** begin SUPPLIED DATA **

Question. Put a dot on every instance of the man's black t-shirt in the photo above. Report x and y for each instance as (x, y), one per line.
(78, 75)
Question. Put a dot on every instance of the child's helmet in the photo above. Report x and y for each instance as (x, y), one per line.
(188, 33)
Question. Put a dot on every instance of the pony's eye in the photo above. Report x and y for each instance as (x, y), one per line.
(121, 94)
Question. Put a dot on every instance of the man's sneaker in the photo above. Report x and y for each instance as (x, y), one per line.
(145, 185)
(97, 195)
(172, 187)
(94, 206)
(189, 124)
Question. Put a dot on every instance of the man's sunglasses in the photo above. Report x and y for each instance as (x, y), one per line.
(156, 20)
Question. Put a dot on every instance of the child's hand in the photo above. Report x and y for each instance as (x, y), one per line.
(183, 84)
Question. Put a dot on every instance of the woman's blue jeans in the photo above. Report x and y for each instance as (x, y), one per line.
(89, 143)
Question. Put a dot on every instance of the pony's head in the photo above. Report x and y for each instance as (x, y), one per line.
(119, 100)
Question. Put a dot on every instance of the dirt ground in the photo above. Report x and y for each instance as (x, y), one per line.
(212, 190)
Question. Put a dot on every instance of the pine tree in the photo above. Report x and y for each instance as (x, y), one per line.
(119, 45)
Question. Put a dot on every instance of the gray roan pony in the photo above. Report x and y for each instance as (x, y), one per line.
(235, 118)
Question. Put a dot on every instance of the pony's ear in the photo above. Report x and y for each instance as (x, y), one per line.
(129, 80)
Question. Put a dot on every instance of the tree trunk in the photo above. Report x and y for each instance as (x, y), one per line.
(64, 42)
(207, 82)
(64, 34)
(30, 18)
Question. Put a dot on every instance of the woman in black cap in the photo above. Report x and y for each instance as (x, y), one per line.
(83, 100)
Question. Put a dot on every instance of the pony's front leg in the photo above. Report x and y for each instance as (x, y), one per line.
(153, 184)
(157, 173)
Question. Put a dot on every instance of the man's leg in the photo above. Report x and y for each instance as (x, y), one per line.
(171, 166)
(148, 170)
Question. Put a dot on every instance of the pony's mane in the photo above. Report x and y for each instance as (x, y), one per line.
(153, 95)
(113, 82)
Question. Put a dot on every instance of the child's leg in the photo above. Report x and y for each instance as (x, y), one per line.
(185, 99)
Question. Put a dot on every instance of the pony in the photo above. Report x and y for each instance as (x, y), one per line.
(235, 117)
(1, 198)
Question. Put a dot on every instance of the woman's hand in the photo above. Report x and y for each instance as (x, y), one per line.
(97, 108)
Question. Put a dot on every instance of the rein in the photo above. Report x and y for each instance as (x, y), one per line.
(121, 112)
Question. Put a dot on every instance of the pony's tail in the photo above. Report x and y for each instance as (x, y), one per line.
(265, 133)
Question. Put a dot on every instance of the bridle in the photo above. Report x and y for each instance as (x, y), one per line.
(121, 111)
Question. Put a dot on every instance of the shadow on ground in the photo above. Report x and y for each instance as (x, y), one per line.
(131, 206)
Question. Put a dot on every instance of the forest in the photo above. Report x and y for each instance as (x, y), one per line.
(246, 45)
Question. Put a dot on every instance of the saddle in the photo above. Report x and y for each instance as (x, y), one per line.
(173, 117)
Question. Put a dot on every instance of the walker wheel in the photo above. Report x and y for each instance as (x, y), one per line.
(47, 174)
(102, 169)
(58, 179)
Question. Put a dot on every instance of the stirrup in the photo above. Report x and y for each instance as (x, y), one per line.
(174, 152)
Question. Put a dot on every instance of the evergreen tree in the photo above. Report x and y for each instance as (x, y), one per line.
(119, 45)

** end SUPPLIED DATA **

THE REQUEST. Output the listing above word for word.

WRITTEN ANSWER.
Question. Put a dot on every instance of the man's black t-shirt in the photo above. Report x and y for each instance as (x, y), one per line.
(78, 75)
Question. Put a dot on every instance of the child's helmet in the photo above. Report x and y for each instance as (x, y), one per line.
(188, 33)
Question. Put a dot on every instance of the pony's eye in the photo above. Report x and y for each instance as (x, y), one per line.
(121, 94)
Question. Put a dot on every instance of the man's sneaker in the photo above. Report x and y for each instance as (x, y), one per line.
(145, 185)
(97, 195)
(172, 187)
(94, 206)
(189, 124)
Question. Put a dot on every instance of the man's sunglasses in the photo above. Report x and y for each instance as (x, y), one per line.
(156, 20)
Question. Put a dot on every instance of the child's hand in the photo above. Report x and y for each instance as (x, y), one per line.
(183, 84)
Question. Put a dot on every instance of the woman's blue jeans in the photo above. Report x and y for each instance as (x, y), one per line.
(89, 143)
Question. Put a dot on every instance of the pony's head in the photo above. Report x and y for each instance as (x, y), one per line.
(119, 100)
Question. Put a dot on every instance of the dirt ground in the photo above. Report x and y for each instance as (x, y), one per line.
(212, 190)
Question. Put a dot on every instance of the pine tree in the photo above. Report x and y for each instance as (x, y), one per line.
(119, 45)
Question. Put a dot on every instance of the gray roan pony in the photo above. Report x and y for each instance as (x, y), one per line.
(235, 118)
Question. Put a dot on every instance of the pony's ear in the photo above. Report x and y for each instance as (x, y), one per line.
(129, 80)
Question. Put a dot on every instance of the tree trunk in the photo above. Report x and y for each instance as (x, y), one per line.
(64, 42)
(207, 82)
(64, 34)
(30, 18)
Question. Put a dot on every instance of the woman in black cap in the photo above. Report x and y for each instance as (x, y), one per line.
(83, 100)
Question. Put a dot on every instance of the pony's front leg in the photo above. Report x and y for each instance as (x, y), one per line.
(153, 184)
(157, 173)
Question. Put a dot on every instance of the man's leg in the photo above. Report x and y for each instance as (x, y), one per line.
(171, 166)
(148, 170)
Question. Put a dot on every instance of the pony's mane in the photo above. Report x and y for each instance as (x, y), one per line.
(153, 95)
(113, 82)
Question. Put a dot on every instance of the child's leg in the photo above. Report x and y for each instance as (x, y), one per line.
(185, 99)
Question. Put a dot on every instance of the pony in the photo above. Report x and y for each instance as (x, y), one per line.
(235, 117)
(1, 198)
Question. Put a dot on every instance of the woman's hand in the photo above. Report x and y for each instance as (x, y), one per line.
(97, 108)
Question. Put a dot on every instance of the rein in the photo above. Report x and y for each instance as (x, y), one per line.
(121, 112)
Question. Put a dot on every instance of the pony's tail in the photo above. Report x and y for each instance as (x, y), one per line.
(265, 133)
Question. Put a dot on every instance of the bridle in the photo above. Report x and y for each instance as (x, y), one per line.
(121, 111)
Question. Put a dot on every instance of the shadow on ground in the photo above. Report x and y for each instance as (x, y), one per line.
(131, 206)
Question. Put a dot on every instance of the forest in the photo above. Report x and y for each instance as (x, y), one per line.
(246, 45)
Question. Put a dot on every instance of the saddle in the photo above. Report x and y for each instance as (x, y), one per line.
(173, 117)
Question. Put a dot on every instance of the walker wheel in the photo above. Report x and y for each instance as (x, y), one per line.
(47, 174)
(102, 169)
(58, 179)
Question. Put a dot on every instance of the stirrup in the photo above. Report x and y for each instance as (x, y), one per line.
(174, 152)
Question. Put a dot on every instance of the evergreen tree in the photo above. Report x and y for each instance as (x, y), one per line.
(119, 45)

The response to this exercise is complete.